[Pointing dataset records]
========================================================================

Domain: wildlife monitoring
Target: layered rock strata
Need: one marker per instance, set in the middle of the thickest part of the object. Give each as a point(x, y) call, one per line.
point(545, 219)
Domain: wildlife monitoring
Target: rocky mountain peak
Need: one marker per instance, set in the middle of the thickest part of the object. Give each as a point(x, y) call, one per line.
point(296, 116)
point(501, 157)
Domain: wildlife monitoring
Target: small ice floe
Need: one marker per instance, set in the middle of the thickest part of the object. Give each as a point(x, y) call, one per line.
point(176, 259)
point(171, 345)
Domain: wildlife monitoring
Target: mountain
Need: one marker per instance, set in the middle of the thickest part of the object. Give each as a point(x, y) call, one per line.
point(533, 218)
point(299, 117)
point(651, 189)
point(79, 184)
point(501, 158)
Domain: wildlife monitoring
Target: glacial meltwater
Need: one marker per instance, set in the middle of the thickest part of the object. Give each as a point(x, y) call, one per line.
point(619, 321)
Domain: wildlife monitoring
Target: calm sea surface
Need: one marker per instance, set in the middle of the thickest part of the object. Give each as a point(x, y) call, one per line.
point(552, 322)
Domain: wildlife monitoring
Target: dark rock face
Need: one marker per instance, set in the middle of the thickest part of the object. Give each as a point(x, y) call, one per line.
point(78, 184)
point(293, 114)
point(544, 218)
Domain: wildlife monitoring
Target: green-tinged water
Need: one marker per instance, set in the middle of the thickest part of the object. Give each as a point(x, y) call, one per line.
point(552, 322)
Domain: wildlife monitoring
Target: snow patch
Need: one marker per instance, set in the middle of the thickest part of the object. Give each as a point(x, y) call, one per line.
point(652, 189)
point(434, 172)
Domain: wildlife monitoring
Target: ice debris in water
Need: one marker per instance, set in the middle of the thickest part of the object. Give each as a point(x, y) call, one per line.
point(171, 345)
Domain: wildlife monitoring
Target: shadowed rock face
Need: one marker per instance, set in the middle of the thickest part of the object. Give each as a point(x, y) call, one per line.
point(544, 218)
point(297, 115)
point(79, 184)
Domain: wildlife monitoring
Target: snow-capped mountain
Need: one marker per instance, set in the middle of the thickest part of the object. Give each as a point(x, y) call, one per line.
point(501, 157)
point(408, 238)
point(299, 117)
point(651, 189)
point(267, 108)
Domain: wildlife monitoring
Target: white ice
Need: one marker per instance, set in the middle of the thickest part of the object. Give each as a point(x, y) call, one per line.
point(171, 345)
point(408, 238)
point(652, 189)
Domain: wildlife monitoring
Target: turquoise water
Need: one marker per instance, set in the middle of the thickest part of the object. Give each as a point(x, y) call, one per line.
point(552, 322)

========================================================================

Reproduce all data above, unchanged.

Task output =>
Domain: wildlife monitoring
Target: layered rock strata
Need: one marker per instance, set in the middle of the thickest part of the object. Give each as a point(x, y) call, one per line.
point(545, 219)
Domain: wildlife monitoring
Target: rocky mountain peak
Need: one marker per instance, set in the middle of the thickest part of the object. Give each as a point(x, y) call, one per line.
point(296, 116)
point(501, 157)
Domain: wildlife monitoring
Target: small ice floe
Need: one marker per instance, set in the middle of the thickest part of the object. Give each as a point(x, y) call, one per line.
point(176, 259)
point(171, 345)
Domain: wildlife monitoring
Target: mountain
Need: one marker per instance, set in the middle of the thickest part of the object. Give each as a point(x, y) call, one per line.
point(533, 218)
point(299, 117)
point(651, 189)
point(79, 184)
point(501, 158)
Domain: wildlife monitoring
Target: glacial meltwater
Need: one marker per instance, set in the middle of the thickest part of the object. Give each as a point(x, y) call, one per line.
point(619, 321)
Domain: wildlife monitoring
Target: calm sea surface
Need: one marker per instance, set in the middle of the thickest part of the object. Give each as a point(x, y) call, one per line.
point(552, 322)
Domain: wildlife monitoring
Target: dark rock face
Need: one marker per instance, set in the middle of the thickest part of the object. Give each as a point(x, y) call, one per line.
point(78, 184)
point(293, 114)
point(544, 218)
Domain: wildlife monitoring
Target: green-tinged water
Need: one marker per instance, set in the middle of the thickest part of the object. Give each as a point(x, y) call, one per line.
point(552, 322)
Domain: wildlife monitoring
Target: snow patch
Need: one marker per instance, set in the middle of the thickest part of the object. Give each as a point(x, y) call, one per line.
point(652, 189)
point(434, 172)
Domain: wildlife monitoring
Target: ice debris in water
Need: one marker per instance, set in the middle of the thickest part of the object. Give each as a point(x, y) call, one per line.
point(171, 345)
Domain: wildlife monitoring
Target: shadowed rock face
Need: one marker per instance, set in the middle of the thickest part of the object. Give each as a point(x, y) call, one per line.
point(544, 218)
point(297, 115)
point(79, 184)
Domain: wildlife monitoring
Target: snow-capped mountain
Need: one marker per instance, set in the middle of the thickest part of the object. Give each as a point(x, y) call, one per line.
point(501, 157)
point(408, 238)
point(299, 117)
point(651, 189)
point(267, 108)
Domain: wildlife monitoring
Target: white ice
Need: one marker per instance, set in the middle of the thickest part of the object. Give each as a point(x, y) call, one per line.
point(171, 345)
point(408, 238)
point(652, 189)
Domain: wildlife monitoring
Target: turquoise water
Need: one marker per instance, set in the middle of the thickest part of the object. Give each as a point(x, y) call, one per line.
point(552, 322)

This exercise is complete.